- Directions
The line containing "rough mask: <svg" marks the end: output every line of the data up to it, and that line too, exactly as written.

- Record set
►

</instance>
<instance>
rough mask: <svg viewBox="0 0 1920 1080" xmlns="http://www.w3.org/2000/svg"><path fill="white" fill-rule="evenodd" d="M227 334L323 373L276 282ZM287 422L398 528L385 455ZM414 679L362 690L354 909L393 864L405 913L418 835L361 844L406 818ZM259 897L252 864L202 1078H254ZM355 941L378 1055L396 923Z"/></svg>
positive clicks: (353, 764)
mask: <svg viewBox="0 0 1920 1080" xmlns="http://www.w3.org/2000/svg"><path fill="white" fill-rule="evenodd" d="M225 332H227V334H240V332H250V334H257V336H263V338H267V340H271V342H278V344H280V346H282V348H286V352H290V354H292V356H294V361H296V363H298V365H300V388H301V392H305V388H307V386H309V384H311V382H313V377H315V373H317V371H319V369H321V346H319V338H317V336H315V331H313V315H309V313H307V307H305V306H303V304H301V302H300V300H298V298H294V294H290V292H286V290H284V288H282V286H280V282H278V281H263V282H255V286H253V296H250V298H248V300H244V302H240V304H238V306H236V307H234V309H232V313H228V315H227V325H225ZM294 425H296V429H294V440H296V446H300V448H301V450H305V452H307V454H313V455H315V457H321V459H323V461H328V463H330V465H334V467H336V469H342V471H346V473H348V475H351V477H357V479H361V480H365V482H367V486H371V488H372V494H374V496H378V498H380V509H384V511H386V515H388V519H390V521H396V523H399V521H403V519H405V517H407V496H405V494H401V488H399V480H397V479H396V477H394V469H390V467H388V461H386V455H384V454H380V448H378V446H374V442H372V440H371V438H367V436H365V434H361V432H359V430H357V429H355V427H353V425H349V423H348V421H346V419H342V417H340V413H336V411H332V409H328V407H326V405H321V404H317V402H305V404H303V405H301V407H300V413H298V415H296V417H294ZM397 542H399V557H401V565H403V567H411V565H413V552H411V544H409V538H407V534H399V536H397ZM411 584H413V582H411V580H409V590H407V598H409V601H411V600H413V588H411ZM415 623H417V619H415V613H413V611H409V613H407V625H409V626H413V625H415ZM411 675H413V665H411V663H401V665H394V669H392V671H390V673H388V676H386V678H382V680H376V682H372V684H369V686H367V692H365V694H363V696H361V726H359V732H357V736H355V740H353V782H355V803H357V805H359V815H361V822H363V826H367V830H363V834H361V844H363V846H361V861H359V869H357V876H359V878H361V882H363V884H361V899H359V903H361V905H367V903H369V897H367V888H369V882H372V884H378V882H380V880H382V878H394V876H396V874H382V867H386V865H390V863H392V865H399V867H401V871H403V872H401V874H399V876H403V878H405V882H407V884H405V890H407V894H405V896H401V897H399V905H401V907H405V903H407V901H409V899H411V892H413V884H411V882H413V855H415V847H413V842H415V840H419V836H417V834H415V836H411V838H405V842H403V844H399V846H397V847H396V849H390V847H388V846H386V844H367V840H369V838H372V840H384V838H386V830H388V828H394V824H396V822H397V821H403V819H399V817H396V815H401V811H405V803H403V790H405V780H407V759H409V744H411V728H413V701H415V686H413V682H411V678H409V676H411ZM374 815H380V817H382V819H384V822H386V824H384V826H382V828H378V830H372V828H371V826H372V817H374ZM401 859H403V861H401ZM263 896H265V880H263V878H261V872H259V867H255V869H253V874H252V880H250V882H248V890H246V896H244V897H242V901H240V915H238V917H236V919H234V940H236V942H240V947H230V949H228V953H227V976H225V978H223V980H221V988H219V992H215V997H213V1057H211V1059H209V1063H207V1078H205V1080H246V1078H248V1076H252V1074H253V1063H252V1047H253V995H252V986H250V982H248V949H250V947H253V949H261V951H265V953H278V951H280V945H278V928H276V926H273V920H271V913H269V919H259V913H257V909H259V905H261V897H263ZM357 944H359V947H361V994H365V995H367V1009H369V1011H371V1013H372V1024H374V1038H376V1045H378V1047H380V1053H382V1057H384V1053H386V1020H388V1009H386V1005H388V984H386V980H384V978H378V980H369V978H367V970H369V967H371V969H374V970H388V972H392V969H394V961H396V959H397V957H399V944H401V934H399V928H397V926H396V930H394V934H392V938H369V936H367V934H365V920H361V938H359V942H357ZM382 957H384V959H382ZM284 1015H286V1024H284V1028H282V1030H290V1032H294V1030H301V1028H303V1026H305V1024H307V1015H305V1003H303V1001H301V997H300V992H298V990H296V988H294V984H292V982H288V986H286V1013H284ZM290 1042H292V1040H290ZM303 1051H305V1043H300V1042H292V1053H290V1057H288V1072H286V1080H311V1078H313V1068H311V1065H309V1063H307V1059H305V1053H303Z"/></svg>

◄

- Written response
</instance>
<instance>
rough mask: <svg viewBox="0 0 1920 1080" xmlns="http://www.w3.org/2000/svg"><path fill="white" fill-rule="evenodd" d="M227 334L323 373L276 282ZM287 422L398 528L385 455ZM414 679L362 690L354 909L393 864L405 913L418 835L361 844L406 818ZM259 897L252 864L202 1078H254ZM355 941L378 1055L396 923Z"/></svg>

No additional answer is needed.